__Excerpted text__
━━━━━━━━━━
Clearly, the legislature differentiates between information held by
public bodies and private bodies. In the case
of information held by
private bodies it must be shown that the information is required for
the exercise or protection of any rights.
Chapter 4 of PAIA sets out
the grounds for refusal of access to records.
In casu
s 45 is
of particular importance as will be shown
infra.
[12]
In
Basson v Hugo
&
others
(986/16)
[2017] ZASCA 192
(01 January 2018)the SCA had to consider an appeal by the appellant
whose review application was dismissed in the court a
quo.
The
central issues to be adjudicated were the obligation contained in s
7(2) of the Promotion of Administrative Justice Act, 3 of
2000
(“PAJA”) to exhaust an internal remedy provided for in s
10(3) of the Health Professions Act, 56 of 1974 and whether

exceptional circumstances were shown to exist to exempt the appellant
from this requirement. See paras [11] and [12].The SCA found
that,
for reasons immaterial to this application, several factors mentioned
constituted exceptional circumstances and upheld the
appeal. This
judgment was relied upon by Mr Mene for the submission that the
applicant should be afforded redress notwithstanding
the failure to
exhaust the internal appeal process set out in s 78 of PAIA. I do not
agree. This is not a review application and
PAJA, and particularly s
7 thereof, is not applicable. Contrary to the provisions of PAJA,
PAIA does not contain a similar exception.
I refer to s 78(1) quoted
supra.
Therefore the Sasson judgment is not authority
in
casu.
[13]
I am mindful of the following
dicta
by the SCA in
Mahaeeane
and another v Anglogold Ashanti Ltd
2017 (6) SA 382
(SCA):
[38]  Transparency and
access to information are required in order to allow people to enjoy
other fundamental rights. Thus,
for example, the preamble to PAIA
recognises that:
'The system of
government in South Africa before 27 April 1994, amongst others,
resulted in a secretive and unresponsive culture
in public and
private bodies which often led to an abuse of power and human rights
violations;
Section 8 of the
Constitution provides for the horizontal application of the rights in
the Bill of Rights to juristic persons to
the extent required by the
nature of the rights and the nature of those juristic persons.'
[39]
......
In construing these words, the court should, as far as the language
of PAIA permits, adopt a generous and purposive interpretation
that
gives people the full measure of its protections and that promotes
the values of the Constitution. As the Constitutional Court
held in
S
v Mhlungu:

A
constitution is an organic instrument. Although it is enacted in the
form of a statute it is
sui generis.
━━━━━━━━━━
__Extracted information__

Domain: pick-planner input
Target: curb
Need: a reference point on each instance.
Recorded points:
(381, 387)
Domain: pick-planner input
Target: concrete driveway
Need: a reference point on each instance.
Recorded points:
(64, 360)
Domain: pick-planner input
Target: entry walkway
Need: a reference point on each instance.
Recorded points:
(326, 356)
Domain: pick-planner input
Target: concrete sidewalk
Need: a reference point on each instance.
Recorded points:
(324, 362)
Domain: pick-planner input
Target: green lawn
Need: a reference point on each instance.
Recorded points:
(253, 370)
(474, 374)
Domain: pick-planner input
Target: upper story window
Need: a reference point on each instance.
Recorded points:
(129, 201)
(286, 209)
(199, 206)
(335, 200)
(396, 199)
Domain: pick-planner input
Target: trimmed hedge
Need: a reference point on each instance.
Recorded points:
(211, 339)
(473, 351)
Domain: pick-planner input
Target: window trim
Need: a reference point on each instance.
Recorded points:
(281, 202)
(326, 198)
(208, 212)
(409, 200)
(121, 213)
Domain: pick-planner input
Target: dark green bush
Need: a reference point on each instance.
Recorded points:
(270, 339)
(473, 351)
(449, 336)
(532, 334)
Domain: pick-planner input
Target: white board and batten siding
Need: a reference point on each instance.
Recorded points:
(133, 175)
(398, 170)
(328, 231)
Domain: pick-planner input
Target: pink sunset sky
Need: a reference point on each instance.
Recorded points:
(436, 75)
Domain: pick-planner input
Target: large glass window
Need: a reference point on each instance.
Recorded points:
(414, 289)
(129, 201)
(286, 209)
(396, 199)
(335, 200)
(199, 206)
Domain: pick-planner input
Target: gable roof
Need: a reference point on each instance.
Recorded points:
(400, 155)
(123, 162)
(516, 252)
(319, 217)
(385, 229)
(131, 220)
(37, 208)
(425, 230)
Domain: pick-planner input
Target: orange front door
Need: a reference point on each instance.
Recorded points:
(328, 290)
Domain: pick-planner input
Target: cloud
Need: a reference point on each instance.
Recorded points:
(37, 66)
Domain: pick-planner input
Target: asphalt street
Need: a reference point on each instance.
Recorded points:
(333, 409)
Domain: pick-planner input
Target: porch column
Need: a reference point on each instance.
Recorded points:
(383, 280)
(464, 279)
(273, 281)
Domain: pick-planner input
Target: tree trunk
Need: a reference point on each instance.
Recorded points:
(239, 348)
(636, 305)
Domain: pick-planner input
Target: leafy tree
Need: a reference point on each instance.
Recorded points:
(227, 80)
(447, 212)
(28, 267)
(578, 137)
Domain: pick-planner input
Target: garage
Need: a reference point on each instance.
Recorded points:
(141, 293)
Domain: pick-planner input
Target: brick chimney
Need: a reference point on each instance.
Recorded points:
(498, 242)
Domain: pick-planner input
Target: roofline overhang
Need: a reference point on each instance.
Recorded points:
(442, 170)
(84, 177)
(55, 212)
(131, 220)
━━━━━━━━━━
__Tasks to perform__
1 – According to the judgment excerpt, why does the court refuse to let the applicant obtain redress despite not exhausting the internal appeal under s 78 of PAIA? Answer in one to three sentences.
2 – Please summarize the judgment excerpt in three sentences.
3 – Return the passage of the judgment excerpt from "Clearly, the legislature" to "access to records.", copied word for word.
The material is separate from the judgment excerpt.

__The responses__
1 – The court says that this is not a review application, so PAJA, and particularly its s 7, does not apply. Unlike PAJA, PAIA contains no similar exception to the duty to exhaust the internal appeal. The Basson v Hugo judgment is therefore not authority in this case.

2 – PAIA distinguishes between information held by public and private bodies, and for private bodies it must be shown that the information is required to exercise or protect a right. The court rejects the submission, based on Basson v Hugo, that the applicant should get redress without exhausting the internal appeal under s 78 of PAIA, because this is not a review application and PAIA has no exception like the one in PAJA. The court also notes the SCA's view in Mahaeeane that transparency and access to information let people enjoy other fundamental rights and that PAIA should be given a generous, purposive interpretation.

3 –
Clearly, the legislature differentiates between information held by
public bodies and private bodies. In the case
of information held by
private bodies it must be shown that the information is required for
the exercise or protection of any rights.
Chapter 4 of PAIA sets out
the grounds for refusal of access to records.